**Exercise instructions:** Apart from the pictures, every entry should be reproduced exactly.

**Listed records:**

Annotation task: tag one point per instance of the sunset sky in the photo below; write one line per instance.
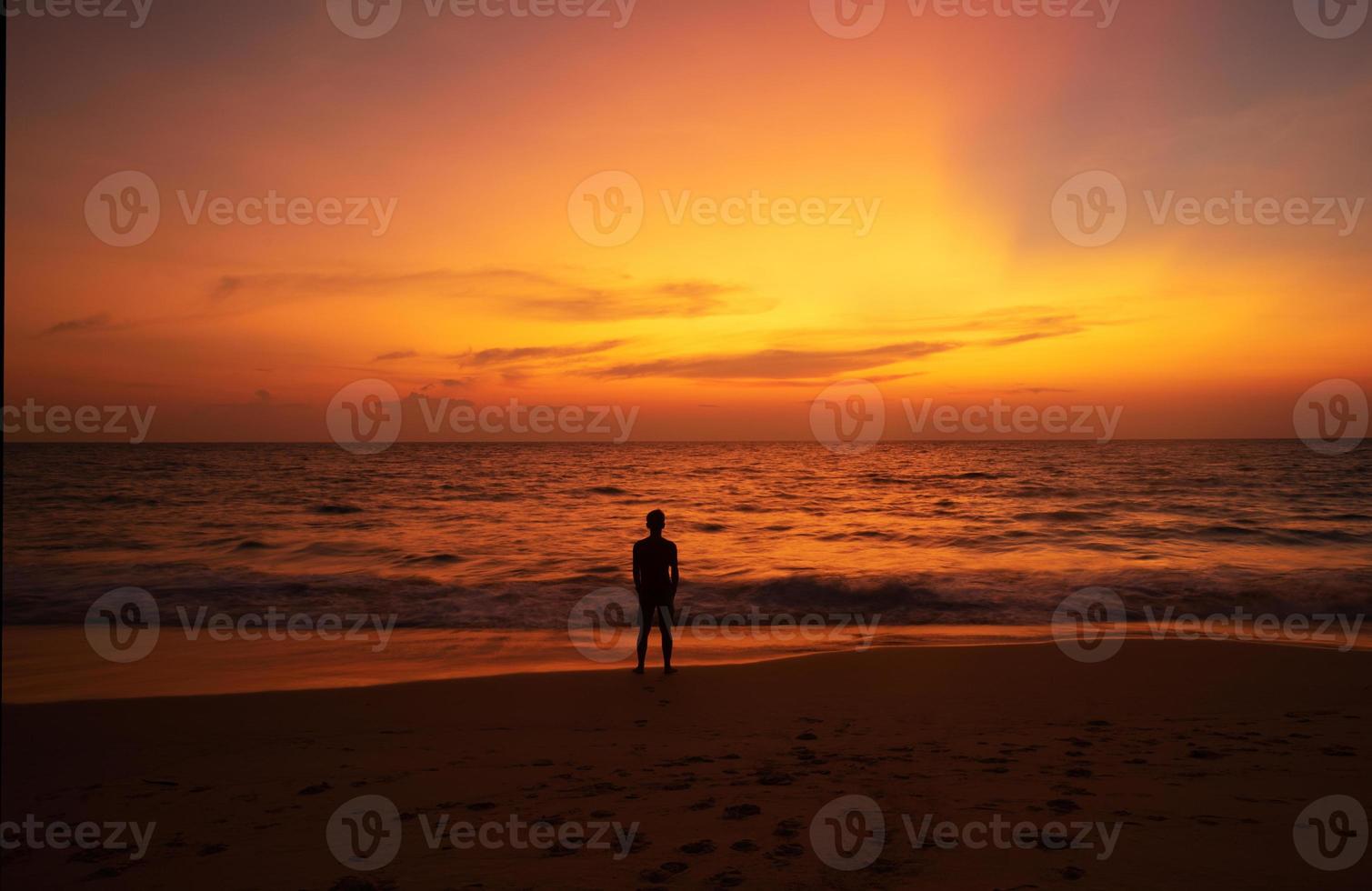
(482, 288)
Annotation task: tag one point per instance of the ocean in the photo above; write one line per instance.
(485, 536)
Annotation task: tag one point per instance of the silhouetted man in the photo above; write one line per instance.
(655, 579)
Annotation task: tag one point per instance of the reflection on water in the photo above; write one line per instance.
(509, 536)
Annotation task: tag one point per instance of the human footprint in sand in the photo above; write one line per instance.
(655, 579)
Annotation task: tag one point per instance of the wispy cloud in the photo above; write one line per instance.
(776, 364)
(73, 325)
(542, 295)
(500, 355)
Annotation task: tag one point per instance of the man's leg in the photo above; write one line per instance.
(645, 622)
(665, 626)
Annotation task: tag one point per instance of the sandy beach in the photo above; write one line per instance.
(1173, 764)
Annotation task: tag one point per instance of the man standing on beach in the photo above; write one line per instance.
(655, 579)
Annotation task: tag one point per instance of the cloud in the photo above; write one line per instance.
(500, 355)
(776, 364)
(536, 294)
(73, 325)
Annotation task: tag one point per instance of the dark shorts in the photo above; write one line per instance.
(651, 600)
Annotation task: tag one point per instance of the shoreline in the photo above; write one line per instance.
(1190, 751)
(56, 664)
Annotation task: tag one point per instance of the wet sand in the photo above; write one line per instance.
(1202, 753)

**Solution:**
Annotation task: tag one point per instance of the sunset sky in the photo below; write one line per instance.
(482, 288)
Annotation task: tag one point per instance of the ocean in the photo above; write one line per instance.
(485, 536)
Annotation task: tag one point per instance of the silhouetted man in the photo above; write one line per instance.
(655, 579)
Annotation task: tag one point per instance of the reflection on water in the photo above; write one line per instance.
(509, 536)
Annotation task: tag one point per instance of the human footprint in sand in the photo above; write one line per instance.
(655, 579)
Annotation task: tag one point per instance of the wispy cloud in the photo above; write one line per instance.
(776, 364)
(73, 325)
(542, 295)
(500, 355)
Annotation task: tag one point per instance of the man's leg in the photo above; write one line per instance.
(645, 622)
(665, 626)
Annotation task: tag one point per instance of the sandy beach in the photo above; write one line per instance.
(1173, 764)
Annotation task: tag one point per instance of the man standing on beach in the photo above; write one line per instance.
(655, 579)
Annotation task: tag one point per instance of the cloud in the photo above; write one line per instance.
(500, 355)
(776, 364)
(536, 294)
(73, 325)
Annotation task: tag one point per instance of the dark shorts in the photo above; write one line per instance.
(651, 600)
Annotation task: tag one point per instance of the shoreline in the photo above; write one line per instance.
(1190, 751)
(56, 664)
Annotation task: tag one point per instance of the wet sand in the photo above; write one line per instance.
(1202, 753)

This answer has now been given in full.